● Material for this exercise
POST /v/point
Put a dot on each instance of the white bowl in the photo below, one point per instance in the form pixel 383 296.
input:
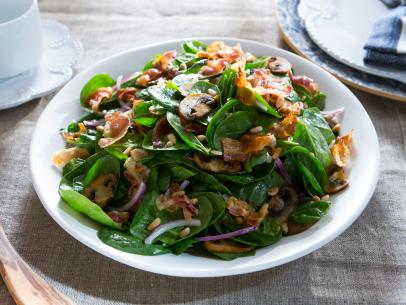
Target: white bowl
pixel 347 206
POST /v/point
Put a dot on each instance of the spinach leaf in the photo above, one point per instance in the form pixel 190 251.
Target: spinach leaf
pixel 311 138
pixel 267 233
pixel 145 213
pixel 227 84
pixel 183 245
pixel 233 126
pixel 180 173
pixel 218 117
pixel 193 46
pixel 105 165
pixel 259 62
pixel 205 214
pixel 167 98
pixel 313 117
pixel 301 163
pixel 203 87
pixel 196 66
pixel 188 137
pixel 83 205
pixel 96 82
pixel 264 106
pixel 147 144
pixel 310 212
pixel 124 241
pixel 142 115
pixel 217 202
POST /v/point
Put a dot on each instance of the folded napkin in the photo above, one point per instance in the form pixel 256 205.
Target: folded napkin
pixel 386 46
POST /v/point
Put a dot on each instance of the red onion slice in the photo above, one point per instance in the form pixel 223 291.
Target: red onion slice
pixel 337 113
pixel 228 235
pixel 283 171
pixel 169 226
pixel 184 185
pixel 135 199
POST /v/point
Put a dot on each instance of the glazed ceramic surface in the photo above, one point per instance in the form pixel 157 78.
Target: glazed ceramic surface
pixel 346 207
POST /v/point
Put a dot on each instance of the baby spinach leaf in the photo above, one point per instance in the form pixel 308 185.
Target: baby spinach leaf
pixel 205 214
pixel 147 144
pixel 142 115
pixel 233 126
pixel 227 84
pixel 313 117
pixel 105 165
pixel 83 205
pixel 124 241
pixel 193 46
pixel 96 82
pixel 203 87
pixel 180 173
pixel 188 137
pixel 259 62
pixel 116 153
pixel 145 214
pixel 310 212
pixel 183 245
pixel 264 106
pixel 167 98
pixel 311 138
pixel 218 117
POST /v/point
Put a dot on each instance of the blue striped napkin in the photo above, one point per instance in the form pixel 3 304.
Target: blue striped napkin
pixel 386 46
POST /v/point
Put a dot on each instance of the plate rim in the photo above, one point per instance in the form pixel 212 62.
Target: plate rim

---

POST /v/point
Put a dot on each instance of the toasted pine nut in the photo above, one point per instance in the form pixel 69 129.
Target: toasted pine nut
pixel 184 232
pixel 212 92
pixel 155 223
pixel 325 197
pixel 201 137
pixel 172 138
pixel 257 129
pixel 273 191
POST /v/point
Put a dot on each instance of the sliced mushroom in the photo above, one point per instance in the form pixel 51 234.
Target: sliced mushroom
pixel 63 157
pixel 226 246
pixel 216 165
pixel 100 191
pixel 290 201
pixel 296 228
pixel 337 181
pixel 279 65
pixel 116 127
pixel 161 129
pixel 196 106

● Exercise
Copy out every line of the listing that includes the string "above".

● Result
Put a dot on each instance of the spinach leaf in the photo above, one point per instance in the form pixel 190 251.
Put a dot on each instance of the folded napkin in the photo above, one point per instance in the form pixel 256 205.
Put a dot on each instance of the red onion slice in the photo above, one point per instance in the form pixel 223 291.
Put a dot on each instance of the glazed ceramic surface in the photo above, one point per instance in the form pixel 157 78.
Put a dot on each instance of the baby spinach leaf in the photo above, one point per instance in the form pixel 308 185.
Put a dot on each instance of the blue striped napkin in the photo above, one point per instance in the form pixel 3 304.
Put a dot on each instance of the plate rim in the photo above, one point per instance in the form pixel 212 62.
Put a dot on each instance of the toasted pine nut in the photo above, one point per instance in the form pixel 69 129.
Put a dot on each instance of the sliced mushroom in the photo above, one point per instance in the form pixel 51 234.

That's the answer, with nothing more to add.